-- START Data for this exercise --
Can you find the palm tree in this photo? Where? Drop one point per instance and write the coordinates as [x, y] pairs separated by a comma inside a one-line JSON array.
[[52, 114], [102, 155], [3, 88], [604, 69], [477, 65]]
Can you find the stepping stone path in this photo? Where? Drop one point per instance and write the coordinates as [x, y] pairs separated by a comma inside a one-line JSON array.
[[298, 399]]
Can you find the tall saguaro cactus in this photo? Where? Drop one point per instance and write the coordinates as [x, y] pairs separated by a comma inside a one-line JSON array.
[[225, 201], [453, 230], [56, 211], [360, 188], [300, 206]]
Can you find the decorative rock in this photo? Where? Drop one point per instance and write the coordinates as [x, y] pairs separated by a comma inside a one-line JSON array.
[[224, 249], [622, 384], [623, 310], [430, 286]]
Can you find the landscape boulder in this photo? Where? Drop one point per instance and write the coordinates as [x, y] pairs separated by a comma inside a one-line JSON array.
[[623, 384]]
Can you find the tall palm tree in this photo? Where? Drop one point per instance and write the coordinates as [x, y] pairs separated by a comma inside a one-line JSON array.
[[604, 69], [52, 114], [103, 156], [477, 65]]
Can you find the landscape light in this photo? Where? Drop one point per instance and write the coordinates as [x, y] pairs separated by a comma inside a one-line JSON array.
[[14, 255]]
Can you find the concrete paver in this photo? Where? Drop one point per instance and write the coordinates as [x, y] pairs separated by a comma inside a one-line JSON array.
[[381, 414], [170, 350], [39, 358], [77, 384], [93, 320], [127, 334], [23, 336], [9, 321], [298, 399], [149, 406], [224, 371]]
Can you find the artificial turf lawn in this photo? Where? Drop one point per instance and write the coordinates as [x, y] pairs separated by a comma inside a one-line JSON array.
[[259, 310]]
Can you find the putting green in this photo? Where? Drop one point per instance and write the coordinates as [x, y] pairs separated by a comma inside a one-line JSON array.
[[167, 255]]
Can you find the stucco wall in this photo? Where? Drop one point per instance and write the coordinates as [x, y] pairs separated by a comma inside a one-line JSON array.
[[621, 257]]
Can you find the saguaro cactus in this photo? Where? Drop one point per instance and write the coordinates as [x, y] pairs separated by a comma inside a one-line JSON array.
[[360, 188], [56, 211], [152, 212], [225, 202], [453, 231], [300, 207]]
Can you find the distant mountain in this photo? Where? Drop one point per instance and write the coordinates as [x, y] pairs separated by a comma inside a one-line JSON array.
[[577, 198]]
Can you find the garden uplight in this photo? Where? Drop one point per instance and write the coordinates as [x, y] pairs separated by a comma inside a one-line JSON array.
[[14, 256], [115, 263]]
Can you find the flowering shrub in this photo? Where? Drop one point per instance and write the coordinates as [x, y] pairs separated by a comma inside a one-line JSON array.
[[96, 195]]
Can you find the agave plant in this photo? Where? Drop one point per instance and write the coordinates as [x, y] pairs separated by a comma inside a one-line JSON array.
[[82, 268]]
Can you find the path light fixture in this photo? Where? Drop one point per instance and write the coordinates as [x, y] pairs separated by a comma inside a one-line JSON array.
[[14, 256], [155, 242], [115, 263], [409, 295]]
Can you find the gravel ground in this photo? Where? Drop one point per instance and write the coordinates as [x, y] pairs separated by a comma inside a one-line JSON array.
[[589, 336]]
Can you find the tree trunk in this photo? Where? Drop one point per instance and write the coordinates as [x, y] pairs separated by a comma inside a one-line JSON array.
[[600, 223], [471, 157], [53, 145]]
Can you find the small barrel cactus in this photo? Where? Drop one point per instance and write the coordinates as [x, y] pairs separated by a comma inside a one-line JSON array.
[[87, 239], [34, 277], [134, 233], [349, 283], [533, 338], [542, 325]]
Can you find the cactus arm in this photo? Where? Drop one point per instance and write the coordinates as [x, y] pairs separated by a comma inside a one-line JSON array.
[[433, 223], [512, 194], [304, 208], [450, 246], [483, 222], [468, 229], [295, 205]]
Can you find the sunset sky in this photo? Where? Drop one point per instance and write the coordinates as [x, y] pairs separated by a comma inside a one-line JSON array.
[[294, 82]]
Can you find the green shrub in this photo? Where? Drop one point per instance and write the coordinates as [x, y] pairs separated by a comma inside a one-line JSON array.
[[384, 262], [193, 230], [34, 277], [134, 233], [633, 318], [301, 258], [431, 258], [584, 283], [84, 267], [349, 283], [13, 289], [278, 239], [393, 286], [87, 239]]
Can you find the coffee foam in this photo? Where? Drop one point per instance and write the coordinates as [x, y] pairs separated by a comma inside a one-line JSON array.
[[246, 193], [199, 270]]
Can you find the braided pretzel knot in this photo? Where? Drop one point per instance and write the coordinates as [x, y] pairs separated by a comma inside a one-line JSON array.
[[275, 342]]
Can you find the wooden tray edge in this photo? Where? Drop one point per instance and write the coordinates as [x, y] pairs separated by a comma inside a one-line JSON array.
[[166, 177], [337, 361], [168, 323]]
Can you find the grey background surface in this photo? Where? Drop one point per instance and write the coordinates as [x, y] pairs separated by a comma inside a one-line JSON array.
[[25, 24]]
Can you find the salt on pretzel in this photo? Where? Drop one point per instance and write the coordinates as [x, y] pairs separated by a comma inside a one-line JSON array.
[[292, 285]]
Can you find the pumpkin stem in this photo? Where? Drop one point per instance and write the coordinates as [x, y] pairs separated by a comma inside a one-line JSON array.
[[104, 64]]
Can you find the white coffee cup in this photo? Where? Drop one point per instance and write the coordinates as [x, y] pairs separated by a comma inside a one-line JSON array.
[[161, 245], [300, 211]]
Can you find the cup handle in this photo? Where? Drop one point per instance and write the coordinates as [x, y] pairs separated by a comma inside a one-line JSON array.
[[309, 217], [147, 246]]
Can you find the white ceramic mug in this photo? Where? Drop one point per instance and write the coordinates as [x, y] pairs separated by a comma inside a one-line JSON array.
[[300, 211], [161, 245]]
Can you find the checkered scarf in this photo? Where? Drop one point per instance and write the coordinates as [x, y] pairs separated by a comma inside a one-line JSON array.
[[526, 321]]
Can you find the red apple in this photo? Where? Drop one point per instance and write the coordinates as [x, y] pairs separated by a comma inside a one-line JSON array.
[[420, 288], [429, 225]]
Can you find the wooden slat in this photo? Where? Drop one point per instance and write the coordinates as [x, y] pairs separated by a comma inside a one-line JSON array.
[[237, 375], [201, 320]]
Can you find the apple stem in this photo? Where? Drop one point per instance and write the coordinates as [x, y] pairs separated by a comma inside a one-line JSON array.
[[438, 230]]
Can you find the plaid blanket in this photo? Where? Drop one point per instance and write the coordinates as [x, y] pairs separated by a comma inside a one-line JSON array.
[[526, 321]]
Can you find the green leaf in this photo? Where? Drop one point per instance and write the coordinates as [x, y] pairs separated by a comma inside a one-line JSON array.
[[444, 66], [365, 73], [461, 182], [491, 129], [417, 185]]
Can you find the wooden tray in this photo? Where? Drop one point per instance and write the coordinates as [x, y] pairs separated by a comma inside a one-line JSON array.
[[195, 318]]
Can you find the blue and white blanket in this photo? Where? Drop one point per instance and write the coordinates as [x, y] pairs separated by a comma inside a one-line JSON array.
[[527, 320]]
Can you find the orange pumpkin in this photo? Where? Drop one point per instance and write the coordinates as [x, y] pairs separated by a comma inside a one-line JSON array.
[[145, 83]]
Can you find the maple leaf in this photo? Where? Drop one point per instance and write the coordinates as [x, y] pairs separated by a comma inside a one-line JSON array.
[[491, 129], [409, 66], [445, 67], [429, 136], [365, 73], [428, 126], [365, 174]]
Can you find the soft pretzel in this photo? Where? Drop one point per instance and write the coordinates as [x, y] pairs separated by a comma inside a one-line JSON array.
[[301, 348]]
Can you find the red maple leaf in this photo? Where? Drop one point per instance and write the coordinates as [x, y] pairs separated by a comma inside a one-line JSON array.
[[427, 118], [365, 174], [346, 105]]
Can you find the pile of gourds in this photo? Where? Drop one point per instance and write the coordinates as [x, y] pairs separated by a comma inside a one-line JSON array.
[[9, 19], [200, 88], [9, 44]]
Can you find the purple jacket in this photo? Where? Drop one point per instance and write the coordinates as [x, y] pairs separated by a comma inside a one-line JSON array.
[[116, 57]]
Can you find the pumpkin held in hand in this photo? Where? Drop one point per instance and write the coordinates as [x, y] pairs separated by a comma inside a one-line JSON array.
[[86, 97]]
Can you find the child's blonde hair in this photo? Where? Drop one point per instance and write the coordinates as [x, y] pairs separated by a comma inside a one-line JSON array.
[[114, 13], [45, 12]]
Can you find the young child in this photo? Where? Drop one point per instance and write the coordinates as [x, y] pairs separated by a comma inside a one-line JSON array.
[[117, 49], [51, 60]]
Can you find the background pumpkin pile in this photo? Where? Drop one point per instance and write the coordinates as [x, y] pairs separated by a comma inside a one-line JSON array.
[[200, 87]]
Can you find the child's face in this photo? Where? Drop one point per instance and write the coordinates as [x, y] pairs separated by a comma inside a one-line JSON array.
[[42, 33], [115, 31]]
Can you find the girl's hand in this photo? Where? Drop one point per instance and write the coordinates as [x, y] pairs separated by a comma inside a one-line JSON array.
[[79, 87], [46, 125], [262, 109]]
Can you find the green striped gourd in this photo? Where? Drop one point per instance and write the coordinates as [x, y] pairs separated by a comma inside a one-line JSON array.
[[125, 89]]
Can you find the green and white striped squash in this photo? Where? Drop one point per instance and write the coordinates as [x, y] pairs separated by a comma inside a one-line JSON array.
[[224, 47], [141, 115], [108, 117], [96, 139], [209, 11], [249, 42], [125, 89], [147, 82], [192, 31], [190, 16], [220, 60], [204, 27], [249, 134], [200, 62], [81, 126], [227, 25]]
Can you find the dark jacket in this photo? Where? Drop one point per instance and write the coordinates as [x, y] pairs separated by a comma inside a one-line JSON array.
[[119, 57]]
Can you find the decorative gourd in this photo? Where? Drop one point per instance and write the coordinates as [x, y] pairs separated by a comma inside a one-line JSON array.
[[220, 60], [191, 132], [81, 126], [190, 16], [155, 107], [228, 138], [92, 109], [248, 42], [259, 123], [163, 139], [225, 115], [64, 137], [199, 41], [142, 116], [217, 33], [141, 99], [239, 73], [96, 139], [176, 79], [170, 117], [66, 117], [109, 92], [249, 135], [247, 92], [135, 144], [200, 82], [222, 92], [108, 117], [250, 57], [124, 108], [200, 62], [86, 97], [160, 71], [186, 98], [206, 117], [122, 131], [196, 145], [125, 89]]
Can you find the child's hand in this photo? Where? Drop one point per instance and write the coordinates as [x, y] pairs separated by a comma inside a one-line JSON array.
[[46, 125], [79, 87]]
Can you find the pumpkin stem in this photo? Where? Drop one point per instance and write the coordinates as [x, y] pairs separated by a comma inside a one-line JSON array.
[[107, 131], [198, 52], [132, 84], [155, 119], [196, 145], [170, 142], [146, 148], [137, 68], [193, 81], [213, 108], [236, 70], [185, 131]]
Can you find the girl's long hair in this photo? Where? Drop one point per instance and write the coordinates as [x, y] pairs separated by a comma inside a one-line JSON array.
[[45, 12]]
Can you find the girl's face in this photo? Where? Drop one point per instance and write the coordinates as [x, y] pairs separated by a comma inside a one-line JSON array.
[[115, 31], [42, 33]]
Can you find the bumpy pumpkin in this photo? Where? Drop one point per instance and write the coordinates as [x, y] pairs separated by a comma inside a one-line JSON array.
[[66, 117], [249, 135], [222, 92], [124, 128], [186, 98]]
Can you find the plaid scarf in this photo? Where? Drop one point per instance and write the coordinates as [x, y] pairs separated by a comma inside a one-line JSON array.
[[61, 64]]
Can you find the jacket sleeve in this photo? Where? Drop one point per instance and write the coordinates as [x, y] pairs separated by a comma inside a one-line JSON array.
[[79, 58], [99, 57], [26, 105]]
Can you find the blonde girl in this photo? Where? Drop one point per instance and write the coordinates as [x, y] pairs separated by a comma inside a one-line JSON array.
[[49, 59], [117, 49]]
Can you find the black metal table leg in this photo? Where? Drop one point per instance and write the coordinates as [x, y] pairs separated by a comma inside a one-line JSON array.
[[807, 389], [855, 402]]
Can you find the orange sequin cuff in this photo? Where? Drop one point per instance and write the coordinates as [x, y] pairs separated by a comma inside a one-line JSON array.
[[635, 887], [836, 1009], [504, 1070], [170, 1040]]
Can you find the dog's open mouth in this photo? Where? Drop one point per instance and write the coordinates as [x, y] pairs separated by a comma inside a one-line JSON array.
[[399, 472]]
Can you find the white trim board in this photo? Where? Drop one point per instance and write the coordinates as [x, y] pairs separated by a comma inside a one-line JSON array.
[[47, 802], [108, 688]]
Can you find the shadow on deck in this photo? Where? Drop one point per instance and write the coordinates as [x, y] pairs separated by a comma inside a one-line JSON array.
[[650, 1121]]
-- END Data for this exercise --
Copy out the lines word for word, starting at the first line of the records and ending at the line that contains "[[225, 201], [453, 230], [56, 211], [360, 188], [300, 206]]".

Result:
Can you find the palm tree in this photo? Where? Drop one point per instance and write the coordinates as [x, y] pairs separated by a comma inside a one-line JSON array.
[[52, 114], [102, 155], [3, 88], [604, 69], [477, 65]]
Can you find the stepping stone path in this photo? Where? Drop one point per instance and write the coordinates as [x, y] pairs separated by a comma inside a one-line JSON array.
[[298, 399]]
Can you find the tall saguaro cactus in this photo? Where? Drop one point per instance and write the coordinates as [x, y] pairs separated by a comma inside a one-line JSON array.
[[225, 201], [453, 230], [56, 211], [360, 188], [300, 206]]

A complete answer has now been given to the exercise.